[[ MATERIAL TO PROCESS open ]]

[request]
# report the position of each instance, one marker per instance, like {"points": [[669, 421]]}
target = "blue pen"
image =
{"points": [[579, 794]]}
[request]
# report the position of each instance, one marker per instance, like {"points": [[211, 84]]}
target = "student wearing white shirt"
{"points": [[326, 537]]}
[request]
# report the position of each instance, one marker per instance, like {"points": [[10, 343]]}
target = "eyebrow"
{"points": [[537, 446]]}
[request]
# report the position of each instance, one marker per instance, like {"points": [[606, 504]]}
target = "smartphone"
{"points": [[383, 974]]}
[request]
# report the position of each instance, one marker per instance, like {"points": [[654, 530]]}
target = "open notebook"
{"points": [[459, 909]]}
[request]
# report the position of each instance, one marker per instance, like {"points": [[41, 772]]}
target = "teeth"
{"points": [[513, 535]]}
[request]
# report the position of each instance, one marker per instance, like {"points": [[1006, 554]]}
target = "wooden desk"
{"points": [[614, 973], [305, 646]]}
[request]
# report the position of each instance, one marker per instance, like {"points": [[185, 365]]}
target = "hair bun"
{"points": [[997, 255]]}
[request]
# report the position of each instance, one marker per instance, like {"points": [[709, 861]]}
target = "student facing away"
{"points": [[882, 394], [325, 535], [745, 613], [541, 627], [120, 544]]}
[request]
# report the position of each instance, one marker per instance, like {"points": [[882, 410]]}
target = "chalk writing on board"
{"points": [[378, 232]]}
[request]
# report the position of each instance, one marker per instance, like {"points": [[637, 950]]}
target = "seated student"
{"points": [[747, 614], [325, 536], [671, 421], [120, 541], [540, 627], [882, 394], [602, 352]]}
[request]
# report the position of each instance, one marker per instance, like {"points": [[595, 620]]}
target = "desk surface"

[[ MATERIAL TO PROCESS closed ]]

▶ _ABOUT THIS EXERCISE_: Pull every line containing the word "instance" out of the material and copy it.

▶ _FINAL ANSWER_:
# report the position of each instance, one marker per instance, like {"points": [[669, 421]]}
# report the position of each instance, one marker per instance, like {"points": [[211, 84]]}
# report the position of each instance, one marker per instance, like {"points": [[10, 343]]}
# report the position of each instance, one marker per instance, like {"points": [[606, 504]]}
# report the position of each instance, one marker per instance, like {"points": [[654, 530]]}
# report the position of each instance, one marker per instance, like {"points": [[41, 772]]}
# report the position of each instance, one marker per instance, like {"points": [[1006, 554]]}
# report the position of each instance, one marker per instance, like {"points": [[185, 365]]}
# report the position of each instance, one marker per instance, like {"points": [[709, 861]]}
# report the position of each instance, one marker per instance, like {"points": [[882, 410]]}
# report the position of each instance, one marker per instance, like {"points": [[637, 950]]}
# report the position of each instance, one marker per instance, like {"points": [[595, 620]]}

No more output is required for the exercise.